Nunca se sabe cuán monstruosa es o puede llegar a ser la normalidad de la vida cotidiana; allí donde parece que nada sucede, sucede todo: la comedia y la tragedia a un tiempo, los momentos más líricos imbricados con aquellos que se caracterizan por su prosaísmo más grosero, la bondad y la perversidad juntas, la paz y la guerra del amor y del desamor. Cristian Cruz en este libro, con implacable realismo —un realismo lírico, habría que acotar— nos sumerge en una atmósfera de vidas rompiéndose, vidas que no son protagonistas de épica heroica alguna (salvo la de sobrevivir en el páramo de los desafectos). En este conjunto de poemas nos adentramos en el mar ácido de relaciones de pareja o de familia dañadas hasta lo indecible cuyos protagonistas de semejante drama son como modernos Prometeos encadenados: se comen las entrañas unos a otros por la eternidad.
Ante tamaño desastre el poeta exclama: “No existe problema alguno; hemos sobrevivido al tiempo, / al espacio y a las apariencias” (“En concreto”). Parece una ironía tal sentencia. Y lo es, porque lo que más hay en el entorno de los personajes del libro son problemas. Pero también no lo es. Y no lo es porque en el intríngulis de una realidad que hace agua por todos lados, la poesía viene a ser lo único que da garantía de que flotaremos siempre. En la escritura de Cruz la poesía es la vida misma; una energía simbólica que está aquí y allá, reverbera incluso en la prosaica lista de compras en el almacén escrita invasivamente “encima de poemas”, raro palimpsesto que evidencia, por un lado, cuán poco pesa la poesía ante la necesidad urgente de no olvidar que hay que procurarse bienes para sobrevivir en el día día. Por otro, y en sentido frontalmente opuesto, indica a las claras que el poema sigue ahí, que no se ha borrado, que desde su condición de subtexto de la vida no cesa de producir sentido, por más precario que parezca, aun si son poco o nada prácticos los significados a los que el poema nos expone y nos confronta. Sólo a la poesía le está permitido decir “No existe problema alguno”. ¿Cómo va a haber problema si después de todo se puede seguir escribiendo? Porque para un poeta escribir es vivir.

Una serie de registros
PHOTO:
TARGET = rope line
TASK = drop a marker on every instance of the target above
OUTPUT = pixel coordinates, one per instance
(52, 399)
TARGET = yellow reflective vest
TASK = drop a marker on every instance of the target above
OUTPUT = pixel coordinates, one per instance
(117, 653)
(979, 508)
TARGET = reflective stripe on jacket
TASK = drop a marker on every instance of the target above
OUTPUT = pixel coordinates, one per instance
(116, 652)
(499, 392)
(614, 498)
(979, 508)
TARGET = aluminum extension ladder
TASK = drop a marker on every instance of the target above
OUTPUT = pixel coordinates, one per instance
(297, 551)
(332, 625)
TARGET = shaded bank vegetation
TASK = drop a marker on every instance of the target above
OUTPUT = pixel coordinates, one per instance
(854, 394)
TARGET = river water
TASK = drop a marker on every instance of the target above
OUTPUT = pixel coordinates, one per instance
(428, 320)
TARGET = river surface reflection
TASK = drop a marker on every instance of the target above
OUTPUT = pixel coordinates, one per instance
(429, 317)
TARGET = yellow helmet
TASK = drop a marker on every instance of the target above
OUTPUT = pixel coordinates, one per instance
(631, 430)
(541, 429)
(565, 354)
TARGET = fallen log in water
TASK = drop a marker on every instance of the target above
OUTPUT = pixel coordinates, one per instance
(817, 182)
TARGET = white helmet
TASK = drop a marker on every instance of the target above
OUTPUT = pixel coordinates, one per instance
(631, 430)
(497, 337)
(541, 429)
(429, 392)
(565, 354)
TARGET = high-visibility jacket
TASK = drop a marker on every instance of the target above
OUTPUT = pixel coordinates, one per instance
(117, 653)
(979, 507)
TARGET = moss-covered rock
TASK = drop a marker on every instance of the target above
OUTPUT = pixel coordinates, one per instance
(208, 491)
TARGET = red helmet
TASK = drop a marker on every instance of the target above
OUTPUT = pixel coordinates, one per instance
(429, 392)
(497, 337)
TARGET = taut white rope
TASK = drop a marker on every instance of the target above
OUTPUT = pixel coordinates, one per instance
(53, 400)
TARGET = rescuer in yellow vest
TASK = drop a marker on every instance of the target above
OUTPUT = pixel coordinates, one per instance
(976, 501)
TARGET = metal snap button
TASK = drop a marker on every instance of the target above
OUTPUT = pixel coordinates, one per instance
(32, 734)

→ Desafío: Devuelva sin cambios el pasaje del texto sobre los poemas de Cristian Cruz comprendido entre "Nunca se sabe" y "por la eternidad.", ambos incluidos.

→ Respuesta correcta:
Nunca se sabe cuán monstruosa es o puede llegar a ser la normalidad de la vida cotidiana; allí donde parece que nada sucede, sucede todo: la comedia y la tragedia a un tiempo, los momentos más líricos imbricados con aquellos que se caracterizan por su prosaísmo más grosero, la bondad y la perversidad juntas, la paz y la guerra del amor y del desamor. Cristian Cruz en este libro, con implacable realismo —un realismo lírico, habría que acotar— nos sumerge en una atmósfera de vidas rompiéndose, vidas que no son protagonistas de épica heroica alguna (salvo la de sobrevivir en el páramo de los desafectos). En este conjunto de poemas nos adentramos en el mar ácido de relaciones de pareja o de familia dañadas hasta lo indecible cuyos protagonistas de semejante drama son como modernos Prometeos encadenados: se comen las entrañas unos a otros por la eternidad.